EXTRAIT FOURNI.

Pourquoi par terre ? D’expérience, j’ai remarqué que cela crée de la convivialité et facilite le passage du sous-groupe au travail en Équipe. Et c’est un anesthésiant pour faire passer la pilule du changement de certains comportements.

E-PE

En termes de contenu, tout est articulé autour des présentations des apprenants, de leurs origines et de leurs éventuels projets. L’objectif visé est double : développer, chez eux, des talents et aptitudes nécessaires pour mieux interagir avec leur environnement immédiat; et les rendre capable de déceler, non seulement leurs potentialités, mais aussi la façon dont ils pourraient s’en servir pour proposer des produits innovants à base des matières premières disponibles dans leurs localités d’origine. À l’issue des ateliers les apprenants sont supposés avoir mis en place un procédé innovant, mais non industriel de transformation des matières premières locales. Ils sont alors encouragés, suivant une philosophie collectiviste, à mutualiser leurs efforts et à sélectionner les initiatives les plus pertinentes sur lesquelles ils travailleront en groupe. Tout au long du processus les apprenants sont qualifiés de « Petits Entrepreneurs Pédagogiques du Sénégal » (PEP’S) et les produits mis à jour sont appelés « Produits Innovants Naturels du Sénégal » (PINS) (Annexe 4). À la fin, les PEP’S participent à la FIARA où ils exposent leurs PINS. En définitive, ce dispositif tente donc de faire la promotion d’une insertion par l’économique qui s’appuie sur des ressources disponibles localement et des attentes spécifiques à l’environnement. Les objectifs visés consistent à amener les étudiants à pénétrer pour s’y familiariser l’environnement des Micro-Petites et Moyennes Entreprises (M-PME); et aussi à répondre à des besoins locaux spécifiques, notamment avec les PINS.

Le programme d’immersion (PI) comme moment d’initiation

Le PI a une place particulière dans le dispositif pédagogique de l’IAM. Il est systématiquement et spontanément évoqué comme étant un condensé des spécificités africaines de l’IAM. Il consiste à amener chaque étudiant en excursion, au moins une fois durant son cursus. Il s’approche en cela du « Global Immersion Field Trip » (GIFT) qui, dans la tradition de certaines BS anglo-saxonnes (Annexe 5), consiste à faire vivre une expérience, généralement internationale et de courte durée aux étudiants. Ses objectifs sont très souvent focalisés sur l’aspect ludique, la compréhension de l’environnement des affaires des locaux, la découverte des opportunités, des rencontres avec des chefs d’entreprise et le réseautage. Le PI s’en distingue de par son déroulement et les finalités qui lui sont assignées.

DONNÉES FOURNIES.
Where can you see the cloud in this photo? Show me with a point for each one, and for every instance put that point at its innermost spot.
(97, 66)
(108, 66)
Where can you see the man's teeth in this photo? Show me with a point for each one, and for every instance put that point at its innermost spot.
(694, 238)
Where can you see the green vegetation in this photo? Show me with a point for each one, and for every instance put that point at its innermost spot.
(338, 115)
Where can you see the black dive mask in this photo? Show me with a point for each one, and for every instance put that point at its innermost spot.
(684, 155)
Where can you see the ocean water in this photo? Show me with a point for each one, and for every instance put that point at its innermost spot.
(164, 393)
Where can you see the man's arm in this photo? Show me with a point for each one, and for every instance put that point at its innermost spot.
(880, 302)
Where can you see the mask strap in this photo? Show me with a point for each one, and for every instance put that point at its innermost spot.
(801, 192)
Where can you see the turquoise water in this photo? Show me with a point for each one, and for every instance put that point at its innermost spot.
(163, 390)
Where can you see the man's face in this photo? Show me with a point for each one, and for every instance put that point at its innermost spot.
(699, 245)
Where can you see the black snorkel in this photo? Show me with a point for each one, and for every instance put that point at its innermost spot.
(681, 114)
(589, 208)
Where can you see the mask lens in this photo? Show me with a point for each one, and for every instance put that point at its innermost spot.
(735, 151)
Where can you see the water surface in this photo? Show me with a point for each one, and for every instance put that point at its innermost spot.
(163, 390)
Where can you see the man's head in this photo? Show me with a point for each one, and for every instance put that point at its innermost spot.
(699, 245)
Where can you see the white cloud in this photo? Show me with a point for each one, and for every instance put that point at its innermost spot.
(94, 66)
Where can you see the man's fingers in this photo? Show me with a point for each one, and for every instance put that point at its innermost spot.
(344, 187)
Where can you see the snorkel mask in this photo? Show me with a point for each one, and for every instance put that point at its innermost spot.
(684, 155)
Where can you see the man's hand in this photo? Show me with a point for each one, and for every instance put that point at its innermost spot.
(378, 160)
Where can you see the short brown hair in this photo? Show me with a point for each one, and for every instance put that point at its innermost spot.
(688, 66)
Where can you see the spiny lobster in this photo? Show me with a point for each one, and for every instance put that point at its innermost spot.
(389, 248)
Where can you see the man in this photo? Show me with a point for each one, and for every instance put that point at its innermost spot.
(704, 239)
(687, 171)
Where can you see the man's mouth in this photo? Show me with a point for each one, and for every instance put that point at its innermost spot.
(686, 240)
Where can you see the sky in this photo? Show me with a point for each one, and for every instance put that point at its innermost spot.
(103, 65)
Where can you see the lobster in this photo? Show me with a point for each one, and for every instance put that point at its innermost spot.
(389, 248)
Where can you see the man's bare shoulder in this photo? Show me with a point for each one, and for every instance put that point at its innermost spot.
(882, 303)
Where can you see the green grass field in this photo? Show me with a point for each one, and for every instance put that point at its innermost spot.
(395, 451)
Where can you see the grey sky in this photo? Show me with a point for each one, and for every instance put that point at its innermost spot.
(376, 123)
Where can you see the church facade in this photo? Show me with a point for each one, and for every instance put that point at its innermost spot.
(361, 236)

CONSIGNES.
• a. D'après l'extrait, sur quoi portent très souvent les objectifs du « Global Immersion Field Trip » ? Citez-les tous.
• b. Ces affirmations sont-elles conformes à l'extrait ? Répondez par oui ou non, puis citez les mots qui tranchent.
(i) À la fin des ateliers, les apprenants doivent avoir mis en place un procédé industriel de transformation.
(ii) Les PEP'S exposent leurs PINS à la FIARA.
(iii) Le PI emmène chaque étudiant en excursion au moins une fois pendant son cursus.
• c. Répondez brièvement d'après l'extrait :
(i) Quel nom donne-t-on aux apprenants tout au long du processus ?
(ii) Comment s'appellent les produits mis à jour ?
(iii) De quoi le PI est-il évoqué comme un condensé ?
Appuyez-vous seulement sur l'extrait, pas sur la liste.

RÉPONSES PAR CONSIGNE.
• a.
- l'aspect ludique
- la compréhension de l'environnement des affaires des locaux
- la découverte des opportunités
- des rencontres avec des chefs d'entreprise
- le réseautage

• b.
(i) Non : « un procédé innovant, mais non industriel de transformation des matières premières locales »
(ii) Oui : « À la fin, les PEP’S participent à la FIARA où ils exposent leurs PINS. »
(iii) Oui : « Il consiste à amener chaque étudiant en excursion, au moins une fois durant son cursus. »

• c.
(i) « Petits Entrepreneurs Pédagogiques du Sénégal » (PEP’S)
(ii) « Produits Innovants Naturels du Sénégal » (PINS)
(iii) Des spécificités africaines de l'IAM